### EXCERPT TO READ
= = = = = = =
But what would occur after such initial troop movements is the question. Would Ukrainians put up a stiff, costly resistance and then go to irregular, guerrilla tactics, thereby repeating the disastrous Russian engagement in Afghanistan? Would Nato vastly reinforce Ukrainian forces with sophisticated weapons, increasing Ukrainian firepower and resolve? And would the Americans and the West quickly put into place the kinds of sanctions that would really punish Russia, such as restrictions on travel for all top officials, and cancelling Russian access to the SWIFT international banking exchange system, making it almost impossible for Russians to carry out any international funds transfers? Or, would Nato nations cancel participation in the nearly completed natural gas pipeline from Russia to Germany and other ongoing fuel commodity purchases, closing off most of Russia’s international sales? Or even worse? 

Or would the West acquiesce in another border rearrangement if it came with guarantees of no further changes to the political landscape? And what would the repercussions of that kind of result be to the Westphalian international system?
= = = = = = =
### AVAILABLE DATA
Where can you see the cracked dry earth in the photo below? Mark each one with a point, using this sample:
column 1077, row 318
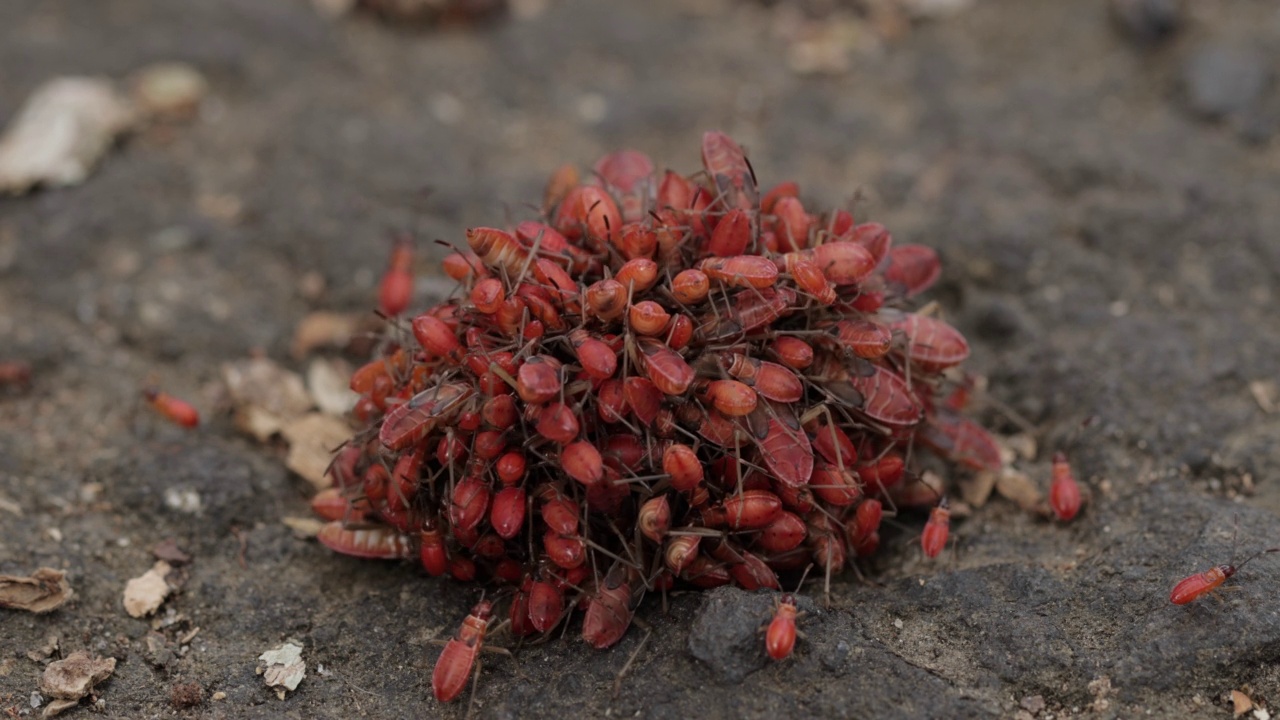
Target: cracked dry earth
column 1110, row 247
= = = = = = =
### REQUEST
In the passage on Russia and Ukraine, what would cancelling Russian access to the SWIFT system make almost impossible?

### EXERCISE OUTPUT
It would make it almost impossible for Russians to carry out any international funds transfers.